** START Extract to read **
Philosophers in tattered-shoes: reflections on the moral contradictions of philosophers in South Afrika

The township salon where I cut my hair harbours a cobbler by its gate. The interesting thing about this particular cobbler is that on the numerous occasions that our paths have converged — I have always been struck by the irony that he always seems to be wearing tattered shoes, comparable to those worn by an impoverished nyaope boy or Oliver Twist.
I think the intuitive question to be asked by anyone encountering this particular cobbler is that why doesn’t he apply effort in repairing his own shoes? Why doesn’t he resolve the irony that seems to saturate his person as he mends other people’s shoes? Why does he wallow in the contradiction of covering his feet with torn and stuffed-up shoes?
After all, the cobbler is likely to have the appropriate shoe repair paraphernalia, materials and skills to do so.
This irony-laden encounter with this cobbler has, over the years, evolved into a useful anecdote that scaffolds my attempt to articulate trends in the epistemological and moral standing of some philosophers in South Afrika.
Back in 2017, we saw an interesting drama unravel in the theatre house of philosophy in South Afrika. Following allegations of racism, we saw an exodus of some black philosophers from the Philosophical Society of South Africa (PSSA) and the subsequent formation of the Azanian Philosophical Society (APS) — all in the attempt to reform philosophy in South Africa and make it more organic, by better-situating philosophy within the black lived experience, amongst other things.
** END Extract to read **
# Job A:
From the essay on philosophers in South Afrika, return the passage that begins at the words "Philosophers in tattered-shoes: reflections" and stops after "or Oliver Twist.".
# Job B:
According to the essay on philosophers in South Afrika, which society was formed after some black philosophers left the Philosophical Society of South Africa?
# Job C:
Extend the essay on philosophers in South Afrika, picking up after its final sentence.
** START Supplied material **
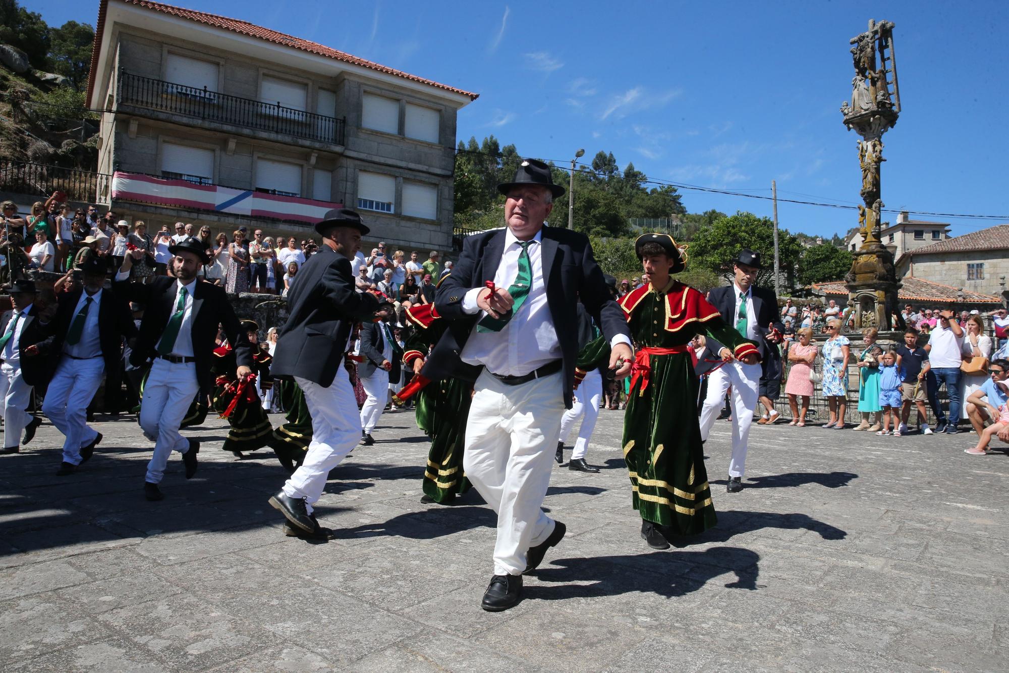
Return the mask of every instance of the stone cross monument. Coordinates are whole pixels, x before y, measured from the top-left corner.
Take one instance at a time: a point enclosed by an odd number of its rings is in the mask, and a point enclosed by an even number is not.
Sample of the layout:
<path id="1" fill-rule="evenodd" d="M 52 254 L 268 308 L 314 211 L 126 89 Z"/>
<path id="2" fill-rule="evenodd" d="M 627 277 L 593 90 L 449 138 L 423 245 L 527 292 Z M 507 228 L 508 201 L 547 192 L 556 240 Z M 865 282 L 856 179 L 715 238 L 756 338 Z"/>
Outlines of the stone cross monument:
** END Supplied material **
** START Supplied material **
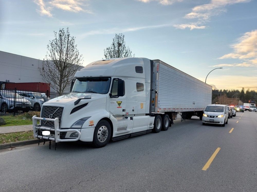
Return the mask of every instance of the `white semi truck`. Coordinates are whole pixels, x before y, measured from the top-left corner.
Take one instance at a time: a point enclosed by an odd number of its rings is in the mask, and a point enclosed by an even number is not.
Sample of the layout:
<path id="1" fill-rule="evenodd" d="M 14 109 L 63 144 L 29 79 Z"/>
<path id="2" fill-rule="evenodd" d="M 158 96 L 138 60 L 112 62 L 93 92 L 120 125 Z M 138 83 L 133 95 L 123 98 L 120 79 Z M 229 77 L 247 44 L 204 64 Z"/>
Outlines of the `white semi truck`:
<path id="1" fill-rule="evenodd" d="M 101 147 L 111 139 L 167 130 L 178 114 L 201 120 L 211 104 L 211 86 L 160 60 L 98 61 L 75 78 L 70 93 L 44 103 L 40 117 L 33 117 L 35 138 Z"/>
** END Supplied material **
# Response A:
Philosophers in tattered-shoes: reflections on the moral contradictions of philosophers in South Afrika

The township salon where I cut my hair harbours a cobbler by its gate. The interesting thing about this particular cobbler is that on the numerous occasions that our paths have converged — I have always been struck by the irony that he always seems to be wearing tattered shoes, comparable to those worn by an impoverished nyaope boy or Oliver Twist.

# Response B:
The Azanian Philosophical Society (APS).

# Response C:
One of the critiques espoused by disgruntled black philosophers who left the PSSA was that philosophy departments in South Afrikan universities (as a microcosm of a still colonial academy) remain largely unreformed and Eurocentric in their axis and gaze.
This is a situation I argue to be best captured by the analogy that many a philosopher are still in tattered-shoes.
By this, I suggest that even though philosophical thinking often involves talking about sophisticated actional-moral heuristics (as found in ethics) and what can be said to be socially normative, some philosophers, however, tend to fall short in living up to those ideals.
For example, I once heard a certain white philosopher refer to African students and parents as ‘barbaric’ for ululating at a graduation ceremony. This is one instantiation of a philosopher in tattered-shoes.
Furthermore, following the tattered-shoes that some philosophers are still wearing, it also follows that many philosophy departments, that are constituted by such individuals, also remain unconverted by remaining Eurocentric for starters. This is achieved through having a pedagogy often divorced from the black lived experience and even employing some racist philosophers who doubt the validity and value of anything and everything African. I also implicate situations where there isn’t even a single black full professor in a whole philosophy department — there’s something odd going on there don’t you think?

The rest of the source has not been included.